▽

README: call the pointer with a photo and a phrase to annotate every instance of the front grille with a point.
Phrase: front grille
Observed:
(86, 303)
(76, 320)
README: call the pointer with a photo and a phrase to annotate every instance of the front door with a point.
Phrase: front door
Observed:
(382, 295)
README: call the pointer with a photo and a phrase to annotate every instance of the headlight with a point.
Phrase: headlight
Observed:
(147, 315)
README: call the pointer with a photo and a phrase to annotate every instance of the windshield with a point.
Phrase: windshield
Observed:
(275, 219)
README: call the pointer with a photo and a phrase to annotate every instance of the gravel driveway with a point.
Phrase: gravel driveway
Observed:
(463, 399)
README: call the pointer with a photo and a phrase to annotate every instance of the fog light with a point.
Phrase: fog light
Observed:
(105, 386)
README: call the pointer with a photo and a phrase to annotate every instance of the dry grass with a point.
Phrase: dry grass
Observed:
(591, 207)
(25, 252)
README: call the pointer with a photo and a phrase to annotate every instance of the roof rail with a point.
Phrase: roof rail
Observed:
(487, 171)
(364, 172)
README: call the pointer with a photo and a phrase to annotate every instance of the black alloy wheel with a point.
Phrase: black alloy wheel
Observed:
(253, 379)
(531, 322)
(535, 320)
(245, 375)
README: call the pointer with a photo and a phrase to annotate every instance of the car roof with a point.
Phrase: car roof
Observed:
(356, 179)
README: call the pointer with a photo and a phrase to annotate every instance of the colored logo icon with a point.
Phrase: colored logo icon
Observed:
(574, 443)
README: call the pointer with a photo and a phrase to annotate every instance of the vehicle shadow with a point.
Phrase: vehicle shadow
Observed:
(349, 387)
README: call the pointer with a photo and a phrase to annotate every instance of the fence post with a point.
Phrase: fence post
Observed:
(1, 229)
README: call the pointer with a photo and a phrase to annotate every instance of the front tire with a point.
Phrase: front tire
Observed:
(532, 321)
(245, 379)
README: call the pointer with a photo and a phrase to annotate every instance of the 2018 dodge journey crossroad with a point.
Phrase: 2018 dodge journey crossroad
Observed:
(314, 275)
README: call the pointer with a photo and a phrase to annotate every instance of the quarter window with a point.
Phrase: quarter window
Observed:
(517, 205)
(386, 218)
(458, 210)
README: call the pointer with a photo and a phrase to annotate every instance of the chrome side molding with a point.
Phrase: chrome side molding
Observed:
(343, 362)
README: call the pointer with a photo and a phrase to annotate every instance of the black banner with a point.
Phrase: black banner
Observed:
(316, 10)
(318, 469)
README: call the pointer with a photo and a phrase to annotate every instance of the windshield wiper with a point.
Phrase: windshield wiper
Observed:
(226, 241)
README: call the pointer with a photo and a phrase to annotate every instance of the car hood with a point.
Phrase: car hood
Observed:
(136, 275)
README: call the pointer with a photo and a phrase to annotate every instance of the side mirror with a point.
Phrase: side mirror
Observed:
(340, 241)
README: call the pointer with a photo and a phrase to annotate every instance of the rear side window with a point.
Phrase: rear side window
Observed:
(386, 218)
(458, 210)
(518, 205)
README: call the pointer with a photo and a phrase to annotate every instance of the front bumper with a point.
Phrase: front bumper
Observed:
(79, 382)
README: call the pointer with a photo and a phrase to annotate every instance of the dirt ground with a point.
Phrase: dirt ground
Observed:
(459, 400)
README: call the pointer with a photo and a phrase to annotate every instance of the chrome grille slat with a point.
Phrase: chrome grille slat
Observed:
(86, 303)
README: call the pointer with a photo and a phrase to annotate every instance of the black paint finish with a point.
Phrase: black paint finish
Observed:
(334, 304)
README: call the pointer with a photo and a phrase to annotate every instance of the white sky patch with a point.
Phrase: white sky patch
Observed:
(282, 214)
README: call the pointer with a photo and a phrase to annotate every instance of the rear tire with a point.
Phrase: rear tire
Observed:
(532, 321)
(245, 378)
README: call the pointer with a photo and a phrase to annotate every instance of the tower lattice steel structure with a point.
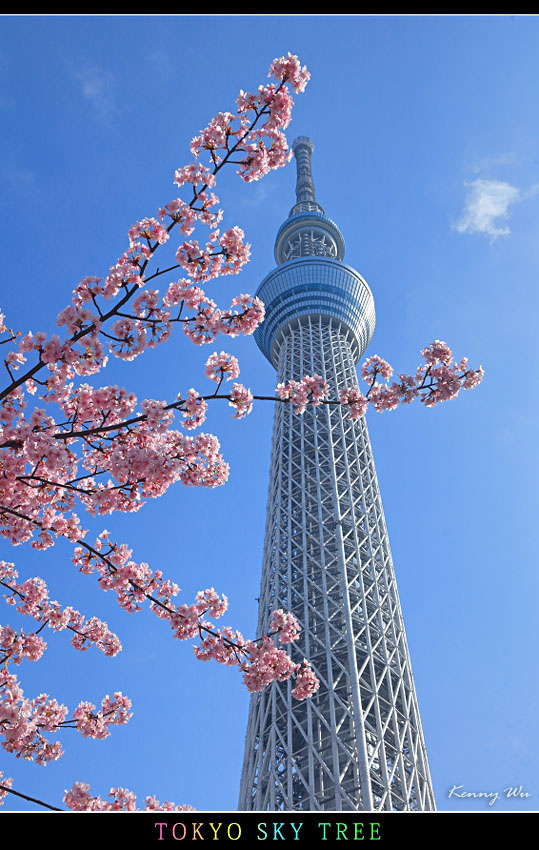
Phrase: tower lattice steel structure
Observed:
(357, 743)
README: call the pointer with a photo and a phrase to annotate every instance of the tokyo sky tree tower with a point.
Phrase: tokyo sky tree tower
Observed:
(357, 743)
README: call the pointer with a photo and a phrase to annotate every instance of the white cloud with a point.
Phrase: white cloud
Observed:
(487, 204)
(97, 87)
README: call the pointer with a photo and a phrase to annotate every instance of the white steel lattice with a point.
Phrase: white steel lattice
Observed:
(357, 743)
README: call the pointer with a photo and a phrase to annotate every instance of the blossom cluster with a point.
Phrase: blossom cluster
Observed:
(79, 799)
(23, 722)
(32, 597)
(310, 390)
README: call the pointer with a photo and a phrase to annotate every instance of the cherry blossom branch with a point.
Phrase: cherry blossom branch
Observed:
(7, 789)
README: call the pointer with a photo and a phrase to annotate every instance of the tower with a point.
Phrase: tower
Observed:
(357, 743)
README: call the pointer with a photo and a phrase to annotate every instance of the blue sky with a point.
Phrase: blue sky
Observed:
(426, 154)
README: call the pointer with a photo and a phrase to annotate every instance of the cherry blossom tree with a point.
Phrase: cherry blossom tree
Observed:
(69, 445)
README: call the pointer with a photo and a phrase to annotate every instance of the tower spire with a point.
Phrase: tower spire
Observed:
(307, 232)
(357, 743)
(303, 148)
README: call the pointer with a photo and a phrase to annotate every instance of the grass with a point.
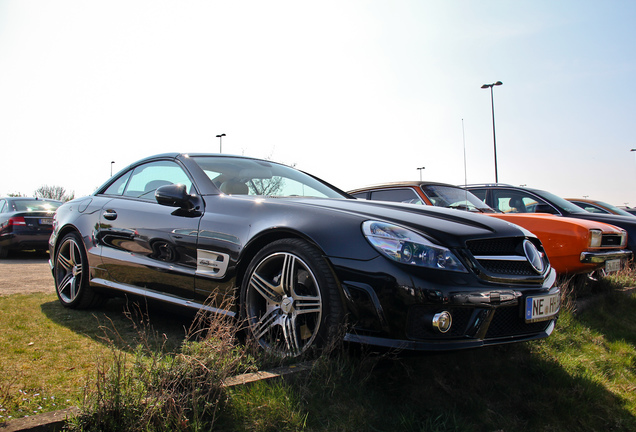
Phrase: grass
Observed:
(582, 378)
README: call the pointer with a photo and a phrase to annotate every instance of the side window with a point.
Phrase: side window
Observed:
(360, 195)
(145, 179)
(117, 188)
(591, 208)
(479, 193)
(397, 195)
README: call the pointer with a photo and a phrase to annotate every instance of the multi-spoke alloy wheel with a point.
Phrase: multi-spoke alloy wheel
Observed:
(70, 273)
(287, 296)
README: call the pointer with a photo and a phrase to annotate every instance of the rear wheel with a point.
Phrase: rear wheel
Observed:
(290, 299)
(71, 274)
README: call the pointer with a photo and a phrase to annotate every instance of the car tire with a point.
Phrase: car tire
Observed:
(71, 273)
(290, 300)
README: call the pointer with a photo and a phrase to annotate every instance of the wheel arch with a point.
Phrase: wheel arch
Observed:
(263, 239)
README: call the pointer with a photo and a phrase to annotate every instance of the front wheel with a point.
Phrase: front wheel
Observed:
(290, 299)
(71, 274)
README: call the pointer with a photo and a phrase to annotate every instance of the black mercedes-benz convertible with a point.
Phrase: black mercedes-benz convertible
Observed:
(300, 261)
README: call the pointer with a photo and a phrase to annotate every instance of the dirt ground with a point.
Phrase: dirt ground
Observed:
(25, 272)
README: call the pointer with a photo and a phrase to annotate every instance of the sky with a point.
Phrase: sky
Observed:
(354, 92)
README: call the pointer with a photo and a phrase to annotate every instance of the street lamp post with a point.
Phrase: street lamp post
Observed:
(420, 170)
(494, 138)
(220, 137)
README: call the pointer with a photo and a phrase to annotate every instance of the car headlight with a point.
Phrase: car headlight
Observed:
(596, 238)
(407, 247)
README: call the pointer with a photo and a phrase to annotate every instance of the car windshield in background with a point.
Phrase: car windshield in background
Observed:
(35, 205)
(615, 209)
(452, 197)
(560, 202)
(240, 176)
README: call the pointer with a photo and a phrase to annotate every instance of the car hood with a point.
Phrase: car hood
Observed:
(447, 226)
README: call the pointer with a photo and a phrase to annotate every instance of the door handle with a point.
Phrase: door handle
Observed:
(110, 214)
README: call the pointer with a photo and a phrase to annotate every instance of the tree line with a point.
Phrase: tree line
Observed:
(52, 192)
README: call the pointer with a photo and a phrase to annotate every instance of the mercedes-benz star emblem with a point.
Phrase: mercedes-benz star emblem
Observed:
(533, 256)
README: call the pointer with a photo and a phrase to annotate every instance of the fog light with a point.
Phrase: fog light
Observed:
(442, 321)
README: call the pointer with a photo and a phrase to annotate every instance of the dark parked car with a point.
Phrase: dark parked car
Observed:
(25, 223)
(573, 245)
(299, 260)
(517, 199)
(595, 206)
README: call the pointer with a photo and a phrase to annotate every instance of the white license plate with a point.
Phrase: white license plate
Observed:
(612, 266)
(541, 308)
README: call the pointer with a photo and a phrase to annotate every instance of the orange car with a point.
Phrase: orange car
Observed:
(573, 245)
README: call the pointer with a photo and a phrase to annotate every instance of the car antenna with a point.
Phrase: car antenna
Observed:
(465, 176)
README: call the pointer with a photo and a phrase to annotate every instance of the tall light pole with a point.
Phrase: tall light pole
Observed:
(420, 170)
(494, 138)
(220, 137)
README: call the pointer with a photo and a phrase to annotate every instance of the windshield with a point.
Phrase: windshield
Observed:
(615, 209)
(559, 202)
(456, 198)
(243, 176)
(36, 205)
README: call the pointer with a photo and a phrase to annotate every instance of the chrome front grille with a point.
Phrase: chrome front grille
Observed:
(503, 258)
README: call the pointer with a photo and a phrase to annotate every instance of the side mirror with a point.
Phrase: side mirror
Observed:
(174, 195)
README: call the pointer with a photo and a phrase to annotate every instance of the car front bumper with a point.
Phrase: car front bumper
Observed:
(601, 257)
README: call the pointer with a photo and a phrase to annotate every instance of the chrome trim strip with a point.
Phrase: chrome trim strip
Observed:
(179, 301)
(601, 257)
(500, 257)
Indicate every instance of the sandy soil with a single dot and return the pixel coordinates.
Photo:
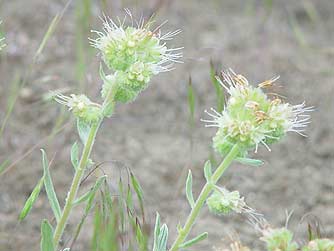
(151, 135)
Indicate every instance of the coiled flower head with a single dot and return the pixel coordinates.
(251, 118)
(320, 245)
(134, 54)
(81, 107)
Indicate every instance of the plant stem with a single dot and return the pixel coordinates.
(206, 190)
(76, 183)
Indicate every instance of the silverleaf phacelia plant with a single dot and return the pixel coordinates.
(250, 118)
(132, 54)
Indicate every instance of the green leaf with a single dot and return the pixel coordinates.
(251, 162)
(195, 240)
(49, 188)
(31, 200)
(47, 237)
(91, 193)
(75, 155)
(83, 130)
(108, 109)
(207, 170)
(189, 190)
(156, 232)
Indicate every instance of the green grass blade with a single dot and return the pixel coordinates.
(49, 188)
(90, 195)
(47, 237)
(189, 189)
(139, 192)
(195, 240)
(191, 101)
(31, 200)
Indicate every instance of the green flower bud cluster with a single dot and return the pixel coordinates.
(134, 54)
(81, 107)
(320, 245)
(224, 202)
(279, 239)
(251, 118)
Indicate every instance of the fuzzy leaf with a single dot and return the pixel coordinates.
(195, 240)
(251, 162)
(83, 130)
(75, 155)
(189, 190)
(47, 237)
(156, 232)
(49, 188)
(207, 170)
(31, 200)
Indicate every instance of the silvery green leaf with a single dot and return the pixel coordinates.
(49, 188)
(156, 232)
(83, 130)
(163, 237)
(189, 190)
(31, 200)
(47, 243)
(207, 170)
(75, 155)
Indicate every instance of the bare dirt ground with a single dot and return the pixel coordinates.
(151, 135)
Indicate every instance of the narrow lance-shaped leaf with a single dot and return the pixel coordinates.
(75, 155)
(156, 232)
(207, 171)
(49, 188)
(47, 243)
(189, 190)
(83, 130)
(195, 240)
(31, 200)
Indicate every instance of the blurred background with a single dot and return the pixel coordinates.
(48, 49)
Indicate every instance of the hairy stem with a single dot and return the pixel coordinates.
(75, 183)
(206, 190)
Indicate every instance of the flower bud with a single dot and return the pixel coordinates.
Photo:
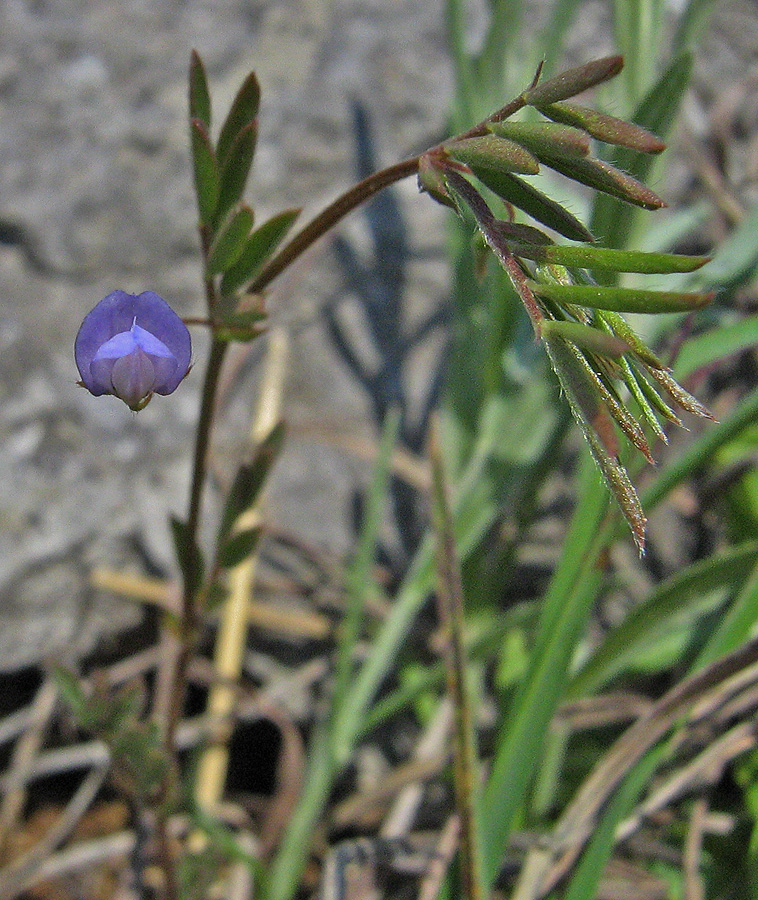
(132, 347)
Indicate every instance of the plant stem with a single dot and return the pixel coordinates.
(330, 216)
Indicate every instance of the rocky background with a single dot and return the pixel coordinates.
(95, 194)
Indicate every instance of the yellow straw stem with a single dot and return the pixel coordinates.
(232, 632)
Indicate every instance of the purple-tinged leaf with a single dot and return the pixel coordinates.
(678, 394)
(605, 128)
(587, 337)
(634, 300)
(607, 179)
(619, 326)
(574, 81)
(632, 379)
(205, 168)
(492, 152)
(652, 395)
(242, 114)
(536, 204)
(489, 227)
(610, 260)
(545, 137)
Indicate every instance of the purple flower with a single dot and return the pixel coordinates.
(132, 347)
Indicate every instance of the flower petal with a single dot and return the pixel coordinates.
(132, 345)
(133, 378)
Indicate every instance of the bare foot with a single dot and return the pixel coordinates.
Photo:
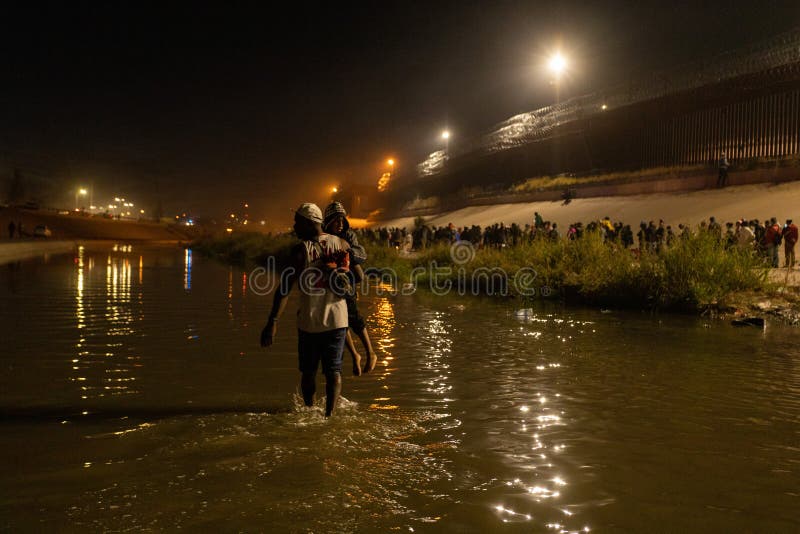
(356, 364)
(372, 360)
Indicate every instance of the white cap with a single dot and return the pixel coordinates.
(310, 211)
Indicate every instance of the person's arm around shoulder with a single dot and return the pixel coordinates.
(280, 298)
(358, 254)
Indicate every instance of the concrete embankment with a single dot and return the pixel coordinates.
(727, 204)
(21, 250)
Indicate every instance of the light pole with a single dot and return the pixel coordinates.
(446, 137)
(80, 192)
(557, 65)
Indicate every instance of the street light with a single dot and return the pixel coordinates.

△

Write out exactly each line of the entries, starting at the one containing "Indicate every instance of the light" and finishing with the last line.

* SOLVED EXERCISE *
Indicate every instance of the light pole with a single dot and return the pixel coordinates.
(446, 137)
(80, 192)
(557, 65)
Indicate every instance of the street light with a single dot and return the pixel coordinates.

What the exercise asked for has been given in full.